Pointing material:
★ ★ ★ ★

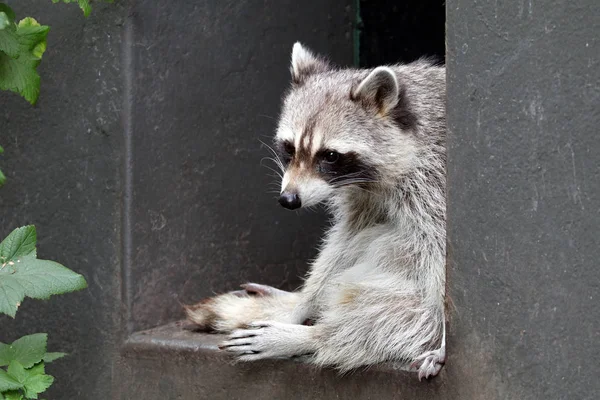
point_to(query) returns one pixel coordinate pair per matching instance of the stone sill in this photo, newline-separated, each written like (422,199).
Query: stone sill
(194,367)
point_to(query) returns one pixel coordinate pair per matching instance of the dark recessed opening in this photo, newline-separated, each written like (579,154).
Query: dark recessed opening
(394,31)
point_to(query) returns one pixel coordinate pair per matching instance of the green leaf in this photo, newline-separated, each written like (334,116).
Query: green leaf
(37,384)
(4,20)
(8,11)
(49,357)
(9,41)
(13,396)
(8,383)
(17,371)
(37,369)
(31,380)
(27,351)
(18,72)
(22,274)
(19,243)
(38,279)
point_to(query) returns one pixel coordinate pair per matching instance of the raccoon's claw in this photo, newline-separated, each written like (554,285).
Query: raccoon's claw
(256,289)
(430,363)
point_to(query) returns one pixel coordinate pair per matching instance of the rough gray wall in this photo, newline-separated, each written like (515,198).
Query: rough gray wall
(62,160)
(523,198)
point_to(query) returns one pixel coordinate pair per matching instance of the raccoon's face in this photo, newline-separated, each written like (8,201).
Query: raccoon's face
(337,130)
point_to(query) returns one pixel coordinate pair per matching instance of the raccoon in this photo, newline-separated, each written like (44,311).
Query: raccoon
(370,145)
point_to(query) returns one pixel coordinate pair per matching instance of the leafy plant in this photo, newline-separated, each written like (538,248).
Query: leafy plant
(25,375)
(22,45)
(23,274)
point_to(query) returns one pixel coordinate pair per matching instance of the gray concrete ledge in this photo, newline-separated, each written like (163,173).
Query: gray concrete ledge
(170,362)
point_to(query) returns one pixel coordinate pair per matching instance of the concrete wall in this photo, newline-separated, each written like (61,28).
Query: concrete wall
(524,197)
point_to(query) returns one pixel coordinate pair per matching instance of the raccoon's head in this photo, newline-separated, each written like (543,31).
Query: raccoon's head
(340,129)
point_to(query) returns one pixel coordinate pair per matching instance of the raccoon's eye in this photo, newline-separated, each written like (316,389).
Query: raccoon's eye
(289,149)
(331,156)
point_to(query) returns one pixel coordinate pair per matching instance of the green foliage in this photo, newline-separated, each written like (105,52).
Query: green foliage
(22,45)
(22,274)
(25,375)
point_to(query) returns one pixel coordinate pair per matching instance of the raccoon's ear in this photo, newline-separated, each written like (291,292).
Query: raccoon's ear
(378,91)
(305,63)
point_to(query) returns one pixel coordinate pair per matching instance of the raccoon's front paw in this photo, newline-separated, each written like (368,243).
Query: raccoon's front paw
(430,363)
(266,339)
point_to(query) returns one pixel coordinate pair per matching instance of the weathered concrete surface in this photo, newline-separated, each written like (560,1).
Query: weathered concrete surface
(523,198)
(169,363)
(207,79)
(62,160)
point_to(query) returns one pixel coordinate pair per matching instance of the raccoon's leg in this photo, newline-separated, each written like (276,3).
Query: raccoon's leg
(271,339)
(430,363)
(233,310)
(363,325)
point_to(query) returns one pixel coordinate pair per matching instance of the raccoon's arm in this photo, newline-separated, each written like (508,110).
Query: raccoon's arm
(234,310)
(331,261)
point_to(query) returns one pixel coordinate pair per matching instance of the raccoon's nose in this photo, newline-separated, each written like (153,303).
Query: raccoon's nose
(289,200)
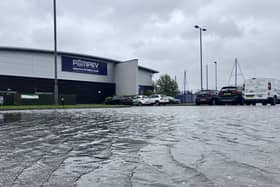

★ ★ ★ ★

## GIVEN EXERCISE
Report every line of the material above that contains the string "sill", copying each one in full; case counts.

## COMPLETE ANSWER
point_to(query) returns one pixel coordinate pair per matching instance of the stone sill in this photo, newline-separated, each written like (422,199).
Query: stone sill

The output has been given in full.